### Text shown
=-=-=-=-=

President Bush's use of the term "crusade" in calling for a
powerful joint effort against terrorism was unfortunate, but
excusable. In Western usage, this word has long since lost its
original meaning of "a war for the cross," and many are
probably unaware that this is the derivation of the name. At
present, "crusade" almost always means simply a vigorous
campaign for a good cause. This cause may be political or
military, though this is rare; more commonly, it is social,
moral or environmental. In modern Western usage it is rarely if
ever religious.

Yet "crusade" still touches a raw nerve in the Middle East,
where the Crusades are seen and presented as early medieval
precursors of European imperialism--aggressive, expansionist
and predatory. I have no wish to defend or excuse the often
atrocious behavior of the crusaders, both in their countries of
origin and in the countries they invaded, but the imperialist
parallel is highly misleading. The Crusades could more
accurately be described as a limited, belated and, in the last
analysis, ineffectual response to the jihad--a failed attempt
to recover by a Christian holy war what had been lost to a
Muslim holy war.

At the time of the Crusades, when the Holy Land and some
adjoining regions in Syria were conquered and for a while
ruled by invaders from Europe, there seems to have been little
awareness among Muslims of the nature of the movement that had
brought the Europeans to the region. The crusaders established
principalities in the Levant, which soon fitted into the
pattern of Levantine regional politics. Even the crusader
capture of Jerusalem aroused little attention at the time, and
appeals for help to various Muslim capitals brought no
response.  The real counter-crusade began when the
crusaders--very foolishly--began to harry and attack the
Muslim holy lands, namely the Hijaz in Arabia, containing the
holy cities of Mecca and Medina where Mohammed was born,
carried out his mission, and died. In the vast Arabic
historiography of the Crusades period, there is frequent
reference to these invaders, who are always called "Franks" or
"infidels." The words "Crusade" and "crusader" simply do not
occur.

=-=-=-=-=

### Work to do
(a) Quote the passage on the word "crusade" word for word, starting with "President Bush's use" and going on through "ever religious.".
(b) In the passage on the word "crusade", what names does the Arabic historiography of the Crusades period always use for the invaders?

=-=-=-=-=

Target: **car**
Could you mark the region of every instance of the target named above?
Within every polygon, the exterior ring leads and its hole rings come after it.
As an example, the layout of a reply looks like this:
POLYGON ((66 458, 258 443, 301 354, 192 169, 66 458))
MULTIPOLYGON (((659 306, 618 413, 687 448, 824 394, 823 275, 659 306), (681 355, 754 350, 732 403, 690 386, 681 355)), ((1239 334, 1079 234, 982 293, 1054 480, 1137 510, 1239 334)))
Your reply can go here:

=-=-=-=-=

### Task-by-task answers
(a)
President Bush's use of the term "crusade" in calling for a
powerful joint effort against terrorism was unfortunate, but
excusable. In Western usage, this word has long since lost its
original meaning of "a war for the cross," and many are
probably unaware that this is the derivation of the name. At
present, "crusade" almost always means simply a vigorous
campaign for a good cause. This cause may be political or
military, though this is rare; more commonly, it is social,
moral or environmental. In modern Western usage it is rarely if
ever religious.

(b) They are always called "Franks" or "infidels."